**Excerpt provided:**
+++
The 2020-2025 recovery at 28.4% reflects India's post-COVID structural bull market. Manufacturing incentives (PLI scheme), digital infrastructure expansion, and foreign capital inflows drove broad market outperformance.
Quality ROE vs Sensex
| Metric | Value |
|---|---|
| Excess return vs Sensex | -1.93% per year |
| Excess return vs SPY (USD) | +2.23% per year |
| Win rate vs Sensex | 60% of years |
| Down capture vs Sensex | 134.5% |
| Average quality stocks | 81 |
| Cash periods | 1 |
Quality ROE beat the Sensex in 60% of individual years but still trailed on a CAGR basis because the losing years were larger. The 134.5% down capture vs the Sensex means the portfolio lost more than the index in bad years, which compounded against it over the full period.
The universe shrank significantly moving from BSE+NSE to NSE only: 81 stocks on average vs the old 165. Some of the earlier result difference is a universe change, not purely execution model.
Backtest Methodology
| Parameter | Value |
|---|---|
| Universe | NSE, market cap > Rs 20B (~$240M) |
| Exclusions | Financials, utilities |
| Signal | DuPont decomposition: net margin, asset turnover, equity multiplier |
| Quality ROE | ROE > 15%, net margin > 8%, equity multiplier < 3.0 |
| Margin-driven | Top quartile net margin within ROE > 15% |
| Leverage-driven | Top quartile equity multiplier within ROE > 15% |
| Rebalance | Annual, April |
| Filing lag | 45 days (point-in-time) |
| Portfolio | Equal-weight |
| Transaction costs | 0.1-0.5% per trade (size-tiered) |
| Benchmark | Sensex (^BSESN) |
Limitations
-77.9% max drawdown is extreme. Even "quality" Indian stocks got hammered in 2008. FII outflows drove broad market declines regardless of company fundamentals. If you can't stomach losing three-quarters of your portfolio value in a downturn, this strategy requires position sizing well below 100%.
+++
**Material shown:**
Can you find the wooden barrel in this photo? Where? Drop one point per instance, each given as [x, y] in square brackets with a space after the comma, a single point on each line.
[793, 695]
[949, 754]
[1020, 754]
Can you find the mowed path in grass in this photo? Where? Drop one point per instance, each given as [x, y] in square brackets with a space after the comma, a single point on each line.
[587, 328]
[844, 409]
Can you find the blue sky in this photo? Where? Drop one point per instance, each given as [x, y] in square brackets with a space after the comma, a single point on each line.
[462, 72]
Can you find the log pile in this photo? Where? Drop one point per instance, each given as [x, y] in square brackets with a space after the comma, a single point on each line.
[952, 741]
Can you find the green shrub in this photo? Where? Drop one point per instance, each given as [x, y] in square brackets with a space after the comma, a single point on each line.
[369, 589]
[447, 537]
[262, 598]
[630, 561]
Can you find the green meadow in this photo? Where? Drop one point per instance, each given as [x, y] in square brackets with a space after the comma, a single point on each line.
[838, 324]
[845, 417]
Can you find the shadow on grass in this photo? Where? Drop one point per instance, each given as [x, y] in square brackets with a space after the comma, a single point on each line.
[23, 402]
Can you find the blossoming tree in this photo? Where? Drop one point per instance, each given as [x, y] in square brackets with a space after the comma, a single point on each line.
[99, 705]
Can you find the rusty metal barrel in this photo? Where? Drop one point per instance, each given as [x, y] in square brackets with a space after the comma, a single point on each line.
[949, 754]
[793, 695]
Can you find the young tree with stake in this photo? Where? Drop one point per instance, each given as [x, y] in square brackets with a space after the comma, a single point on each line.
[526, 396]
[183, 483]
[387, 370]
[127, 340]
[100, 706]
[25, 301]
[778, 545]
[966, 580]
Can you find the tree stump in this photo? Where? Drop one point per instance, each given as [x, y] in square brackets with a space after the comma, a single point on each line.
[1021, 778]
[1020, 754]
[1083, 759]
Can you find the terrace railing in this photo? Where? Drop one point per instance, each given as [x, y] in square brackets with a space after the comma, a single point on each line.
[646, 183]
+++
**Work instructions:**
**A)** Answer these from the Quality ROE backtest excerpt:
(i) What down capture versus the Sensex is reported?
(ii) How often is the portfolio rebalanced, and in which month?
(iii) What maximum drawdown is cited?
**B)** Print the passage of the Quality ROE backtest excerpt from "The 2020-2025 recovery" to "broad market outperformance.", word for word.
Rely solely on the text above when responding.

**Your responses:**
**A)**
(i) 134.5%
(ii) Annually, in April
(iii) -77.9%

**B)**
The 2020-2025 recovery at 28.4% reflects India's post-COVID structural bull market. Manufacturing incentives (PLI scheme), digital infrastructure expansion, and foreign capital inflows drove broad market outperformance.